## DESCRIPTION OF THE TASK:
Copy the material below word for word, from its beginning through the line containing "POLYGON ((249 447, 269", including that line, and nothing past it.

[Segmentation annotation records]

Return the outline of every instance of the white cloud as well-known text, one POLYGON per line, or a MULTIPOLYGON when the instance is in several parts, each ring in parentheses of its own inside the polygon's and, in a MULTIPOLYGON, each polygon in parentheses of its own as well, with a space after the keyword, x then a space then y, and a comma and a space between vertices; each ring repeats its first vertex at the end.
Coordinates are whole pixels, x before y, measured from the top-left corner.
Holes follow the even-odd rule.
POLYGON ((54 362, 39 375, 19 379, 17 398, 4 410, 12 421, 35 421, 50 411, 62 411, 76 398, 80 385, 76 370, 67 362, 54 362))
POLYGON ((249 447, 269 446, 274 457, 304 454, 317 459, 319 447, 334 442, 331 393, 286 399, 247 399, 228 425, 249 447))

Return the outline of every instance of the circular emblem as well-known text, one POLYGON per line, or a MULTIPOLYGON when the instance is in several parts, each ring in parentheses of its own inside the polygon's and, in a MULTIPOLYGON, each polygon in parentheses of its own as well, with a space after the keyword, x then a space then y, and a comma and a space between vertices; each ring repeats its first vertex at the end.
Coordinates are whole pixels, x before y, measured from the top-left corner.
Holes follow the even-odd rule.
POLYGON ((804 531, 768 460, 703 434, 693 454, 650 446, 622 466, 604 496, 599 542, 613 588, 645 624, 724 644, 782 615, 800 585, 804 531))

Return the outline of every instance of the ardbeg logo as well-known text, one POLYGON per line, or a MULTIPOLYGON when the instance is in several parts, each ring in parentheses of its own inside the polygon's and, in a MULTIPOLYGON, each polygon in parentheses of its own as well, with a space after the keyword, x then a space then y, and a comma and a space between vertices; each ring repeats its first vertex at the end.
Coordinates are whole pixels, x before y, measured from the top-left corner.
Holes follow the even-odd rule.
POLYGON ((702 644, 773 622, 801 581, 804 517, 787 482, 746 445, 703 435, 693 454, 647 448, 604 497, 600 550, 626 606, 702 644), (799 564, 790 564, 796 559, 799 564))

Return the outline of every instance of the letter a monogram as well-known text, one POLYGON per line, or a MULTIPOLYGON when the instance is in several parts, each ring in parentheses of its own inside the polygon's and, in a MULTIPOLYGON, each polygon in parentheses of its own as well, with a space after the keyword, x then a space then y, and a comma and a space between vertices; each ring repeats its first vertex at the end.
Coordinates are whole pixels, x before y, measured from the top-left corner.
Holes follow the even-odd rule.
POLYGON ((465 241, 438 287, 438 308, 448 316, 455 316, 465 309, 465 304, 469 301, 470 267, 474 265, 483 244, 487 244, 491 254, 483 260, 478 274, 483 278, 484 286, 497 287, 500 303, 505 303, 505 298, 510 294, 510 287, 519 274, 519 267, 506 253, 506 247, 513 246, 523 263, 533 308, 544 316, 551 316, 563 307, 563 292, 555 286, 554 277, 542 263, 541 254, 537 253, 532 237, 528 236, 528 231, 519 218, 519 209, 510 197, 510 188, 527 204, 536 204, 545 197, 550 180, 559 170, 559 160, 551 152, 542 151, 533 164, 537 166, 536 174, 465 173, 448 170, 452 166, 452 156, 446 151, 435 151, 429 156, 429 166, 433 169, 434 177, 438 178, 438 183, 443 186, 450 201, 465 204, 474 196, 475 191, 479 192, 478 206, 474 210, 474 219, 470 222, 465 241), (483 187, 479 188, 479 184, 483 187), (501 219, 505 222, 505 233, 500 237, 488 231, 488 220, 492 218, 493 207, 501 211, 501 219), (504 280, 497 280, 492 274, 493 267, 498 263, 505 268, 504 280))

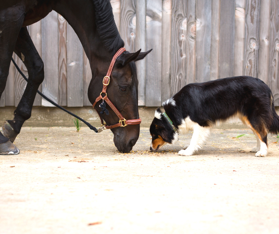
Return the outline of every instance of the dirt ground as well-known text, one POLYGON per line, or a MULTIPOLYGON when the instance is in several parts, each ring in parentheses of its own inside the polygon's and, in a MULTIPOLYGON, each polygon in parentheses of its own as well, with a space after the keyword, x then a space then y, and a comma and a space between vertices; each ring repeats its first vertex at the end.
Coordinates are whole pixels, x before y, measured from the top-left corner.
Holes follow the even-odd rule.
POLYGON ((25 127, 20 154, 0 156, 0 233, 279 233, 275 137, 258 158, 251 131, 221 128, 185 157, 191 133, 153 153, 141 128, 122 154, 109 130, 75 130, 25 127))

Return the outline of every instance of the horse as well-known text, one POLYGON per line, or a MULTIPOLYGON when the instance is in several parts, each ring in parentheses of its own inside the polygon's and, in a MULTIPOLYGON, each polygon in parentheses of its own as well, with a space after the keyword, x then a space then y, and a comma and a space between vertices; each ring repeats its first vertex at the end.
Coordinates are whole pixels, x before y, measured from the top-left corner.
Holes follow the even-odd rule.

## IN RESPONSE:
Return the outline of every instance of the white cloud as well-known text, one POLYGON per line, or a MULTIPOLYGON when the instance is in several parts, each ring in parentheses of its own inside the polygon's and, in a MULTIPOLYGON, each polygon in parentheses of its own as well, with a space after the keyword, x then a space then y, and a comma and a space between vertices; each ring repeats its first vertex at the end.
Coordinates are whole pixels, x before y, measured from the top-left corner.
Holes follow the even-odd rule.
POLYGON ((54 362, 39 375, 19 379, 17 398, 4 410, 12 421, 35 421, 50 411, 62 411, 76 398, 80 385, 76 370, 67 362, 54 362))
POLYGON ((249 447, 269 446, 274 457, 304 454, 317 459, 319 447, 334 442, 331 393, 286 399, 247 399, 228 425, 249 447))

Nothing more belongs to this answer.